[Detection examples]
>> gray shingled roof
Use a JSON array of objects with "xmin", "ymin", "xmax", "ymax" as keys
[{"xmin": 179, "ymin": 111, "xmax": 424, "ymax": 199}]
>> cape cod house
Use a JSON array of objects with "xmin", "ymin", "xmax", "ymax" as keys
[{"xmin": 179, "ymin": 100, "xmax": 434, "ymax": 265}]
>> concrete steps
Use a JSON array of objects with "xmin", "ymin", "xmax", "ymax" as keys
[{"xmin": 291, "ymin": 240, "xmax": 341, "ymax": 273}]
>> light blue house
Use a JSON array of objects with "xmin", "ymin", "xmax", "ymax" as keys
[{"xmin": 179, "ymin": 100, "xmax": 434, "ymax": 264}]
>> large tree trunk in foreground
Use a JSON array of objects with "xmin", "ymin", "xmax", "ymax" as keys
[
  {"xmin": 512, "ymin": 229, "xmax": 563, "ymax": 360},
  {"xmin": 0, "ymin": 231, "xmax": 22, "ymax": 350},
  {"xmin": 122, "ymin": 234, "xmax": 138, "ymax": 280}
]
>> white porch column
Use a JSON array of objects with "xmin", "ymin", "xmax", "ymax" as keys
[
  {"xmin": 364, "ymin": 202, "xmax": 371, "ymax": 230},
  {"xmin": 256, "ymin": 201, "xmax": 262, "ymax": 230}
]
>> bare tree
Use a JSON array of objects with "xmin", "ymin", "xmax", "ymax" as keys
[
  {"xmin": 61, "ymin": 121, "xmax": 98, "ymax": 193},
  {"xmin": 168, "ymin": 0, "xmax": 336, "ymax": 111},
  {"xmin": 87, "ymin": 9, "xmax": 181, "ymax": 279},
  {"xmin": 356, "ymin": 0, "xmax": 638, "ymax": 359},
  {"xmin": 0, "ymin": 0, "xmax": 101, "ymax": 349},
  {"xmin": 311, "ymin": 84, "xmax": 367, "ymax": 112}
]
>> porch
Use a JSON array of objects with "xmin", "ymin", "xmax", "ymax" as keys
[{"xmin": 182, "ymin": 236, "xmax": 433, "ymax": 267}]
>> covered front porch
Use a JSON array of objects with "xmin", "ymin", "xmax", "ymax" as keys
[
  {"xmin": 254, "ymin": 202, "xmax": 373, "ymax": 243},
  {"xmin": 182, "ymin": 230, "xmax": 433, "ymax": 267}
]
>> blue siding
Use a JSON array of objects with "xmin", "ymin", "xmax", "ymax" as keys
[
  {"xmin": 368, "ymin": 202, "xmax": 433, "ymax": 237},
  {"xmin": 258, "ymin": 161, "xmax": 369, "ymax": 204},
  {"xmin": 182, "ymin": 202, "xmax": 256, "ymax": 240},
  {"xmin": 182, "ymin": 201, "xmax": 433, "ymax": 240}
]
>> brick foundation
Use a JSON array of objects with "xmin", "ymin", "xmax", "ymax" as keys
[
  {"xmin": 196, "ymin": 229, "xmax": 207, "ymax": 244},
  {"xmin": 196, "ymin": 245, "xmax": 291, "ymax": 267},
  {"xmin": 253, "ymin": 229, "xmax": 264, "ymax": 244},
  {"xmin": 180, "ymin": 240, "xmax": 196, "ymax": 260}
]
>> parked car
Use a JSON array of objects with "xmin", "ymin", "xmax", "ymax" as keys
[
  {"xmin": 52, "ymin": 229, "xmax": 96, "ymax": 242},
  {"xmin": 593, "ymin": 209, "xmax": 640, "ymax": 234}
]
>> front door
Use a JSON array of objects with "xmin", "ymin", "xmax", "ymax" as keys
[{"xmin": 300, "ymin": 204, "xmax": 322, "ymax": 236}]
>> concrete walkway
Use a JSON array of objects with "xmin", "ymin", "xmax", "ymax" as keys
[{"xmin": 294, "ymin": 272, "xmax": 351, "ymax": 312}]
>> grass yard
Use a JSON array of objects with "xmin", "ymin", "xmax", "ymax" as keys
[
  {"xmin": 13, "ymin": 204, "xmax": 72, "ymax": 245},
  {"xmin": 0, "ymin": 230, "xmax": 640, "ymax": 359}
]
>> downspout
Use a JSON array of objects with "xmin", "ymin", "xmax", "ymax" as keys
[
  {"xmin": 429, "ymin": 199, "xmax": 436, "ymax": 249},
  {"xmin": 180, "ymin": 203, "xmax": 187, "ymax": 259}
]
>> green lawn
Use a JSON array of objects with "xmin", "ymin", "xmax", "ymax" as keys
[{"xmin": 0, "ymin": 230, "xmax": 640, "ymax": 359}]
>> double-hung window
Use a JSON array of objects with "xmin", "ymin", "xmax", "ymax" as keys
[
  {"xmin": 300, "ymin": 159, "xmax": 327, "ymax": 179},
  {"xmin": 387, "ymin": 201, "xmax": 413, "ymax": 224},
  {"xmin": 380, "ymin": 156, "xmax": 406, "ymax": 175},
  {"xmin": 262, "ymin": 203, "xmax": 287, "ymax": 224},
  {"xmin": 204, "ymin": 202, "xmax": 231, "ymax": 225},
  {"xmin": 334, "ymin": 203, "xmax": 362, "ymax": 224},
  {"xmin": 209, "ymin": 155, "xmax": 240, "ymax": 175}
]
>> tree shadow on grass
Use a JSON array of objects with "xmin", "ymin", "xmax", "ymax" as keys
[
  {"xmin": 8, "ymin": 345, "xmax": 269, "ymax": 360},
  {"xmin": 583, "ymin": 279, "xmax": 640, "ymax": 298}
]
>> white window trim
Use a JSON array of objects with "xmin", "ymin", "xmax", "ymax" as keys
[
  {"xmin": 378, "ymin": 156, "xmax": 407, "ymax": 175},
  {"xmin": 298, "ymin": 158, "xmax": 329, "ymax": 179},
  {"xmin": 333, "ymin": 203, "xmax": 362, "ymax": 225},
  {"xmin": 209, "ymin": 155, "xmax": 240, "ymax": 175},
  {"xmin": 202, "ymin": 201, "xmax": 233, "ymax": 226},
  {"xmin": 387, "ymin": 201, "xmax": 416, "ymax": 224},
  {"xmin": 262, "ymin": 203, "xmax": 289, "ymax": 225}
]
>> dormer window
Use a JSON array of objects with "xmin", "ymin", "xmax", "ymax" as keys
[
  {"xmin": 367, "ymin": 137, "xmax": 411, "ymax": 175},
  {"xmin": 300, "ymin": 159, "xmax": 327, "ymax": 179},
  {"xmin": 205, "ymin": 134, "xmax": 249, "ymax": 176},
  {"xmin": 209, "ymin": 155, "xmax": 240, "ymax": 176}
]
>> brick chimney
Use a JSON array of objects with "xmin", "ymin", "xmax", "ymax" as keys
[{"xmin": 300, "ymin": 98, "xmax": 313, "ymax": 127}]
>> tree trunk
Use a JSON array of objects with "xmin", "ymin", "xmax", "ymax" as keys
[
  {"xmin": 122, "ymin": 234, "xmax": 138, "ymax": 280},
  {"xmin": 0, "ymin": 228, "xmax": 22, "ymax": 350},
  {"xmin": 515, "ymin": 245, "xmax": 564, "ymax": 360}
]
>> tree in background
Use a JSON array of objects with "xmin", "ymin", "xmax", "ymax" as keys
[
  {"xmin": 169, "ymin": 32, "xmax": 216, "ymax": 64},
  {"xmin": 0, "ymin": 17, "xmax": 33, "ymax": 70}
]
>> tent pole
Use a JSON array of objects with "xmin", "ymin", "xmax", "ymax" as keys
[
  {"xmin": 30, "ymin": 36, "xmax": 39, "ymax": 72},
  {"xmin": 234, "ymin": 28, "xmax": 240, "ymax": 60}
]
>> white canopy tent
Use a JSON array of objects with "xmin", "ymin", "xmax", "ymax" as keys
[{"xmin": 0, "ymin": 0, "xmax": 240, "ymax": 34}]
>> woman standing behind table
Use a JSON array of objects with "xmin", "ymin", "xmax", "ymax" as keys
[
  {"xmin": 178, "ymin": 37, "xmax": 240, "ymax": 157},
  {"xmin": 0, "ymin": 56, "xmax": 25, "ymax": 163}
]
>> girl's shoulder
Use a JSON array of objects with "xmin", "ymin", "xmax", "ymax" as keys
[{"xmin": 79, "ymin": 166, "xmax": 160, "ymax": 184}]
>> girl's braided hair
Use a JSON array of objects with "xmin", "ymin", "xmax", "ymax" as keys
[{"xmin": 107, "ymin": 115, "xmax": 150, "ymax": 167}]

Work to be completed
Select every line in the rows above that contains the string "trunk", and copy each such line in full. Treat case as significant.

Answer
>> large tree trunk in foreground
>> tree trunk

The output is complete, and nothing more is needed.